**Set exercise:** Please convert the lines below into a Markdown table with two columns, "Row" for the row number and "Line" for the line itself, leaving out any blank lines.

**Exercise inputs:**
· · · · · · ·

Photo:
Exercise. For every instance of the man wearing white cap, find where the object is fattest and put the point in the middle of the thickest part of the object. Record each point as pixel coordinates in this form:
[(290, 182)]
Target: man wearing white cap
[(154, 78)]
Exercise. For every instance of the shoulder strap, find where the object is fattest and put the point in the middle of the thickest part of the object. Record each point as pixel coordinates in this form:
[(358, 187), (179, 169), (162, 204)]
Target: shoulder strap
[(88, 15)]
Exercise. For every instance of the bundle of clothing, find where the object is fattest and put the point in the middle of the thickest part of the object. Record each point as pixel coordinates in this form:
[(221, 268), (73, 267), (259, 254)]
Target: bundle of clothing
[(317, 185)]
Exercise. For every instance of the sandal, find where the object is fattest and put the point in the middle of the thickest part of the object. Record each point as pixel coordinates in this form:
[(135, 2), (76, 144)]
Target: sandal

· · · · · · ·

**Result:**
| Row | Line |
|---|---|
| 1 | Photo: |
| 2 | Exercise. For every instance of the man wearing white cap, find where the object is fattest and put the point in the middle of the thickest part of the object. Record each point as pixel coordinates in this form: |
| 3 | [(290, 182)] |
| 4 | Target: man wearing white cap |
| 5 | [(154, 78)] |
| 6 | Exercise. For every instance of the shoulder strap, find where the object is fattest and put the point in the middle of the thickest part of the object. Record each point as pixel coordinates in this form: |
| 7 | [(358, 187), (179, 169), (162, 204)] |
| 8 | Target: shoulder strap |
| 9 | [(88, 15)] |
| 10 | Exercise. For every instance of the bundle of clothing, find where the object is fattest and put the point in the middle of the thickest part of the object. Record each point as pixel coordinates in this form: |
| 11 | [(221, 268), (73, 267), (259, 254)] |
| 12 | Target: bundle of clothing |
| 13 | [(317, 185)] |
| 14 | Exercise. For every instance of the sandal, find where the object is fattest and put the point in the middle of the thickest part of the object. Record each point as pixel coordinates in this form: |
| 15 | [(135, 2), (76, 144)] |
| 16 | Target: sandal |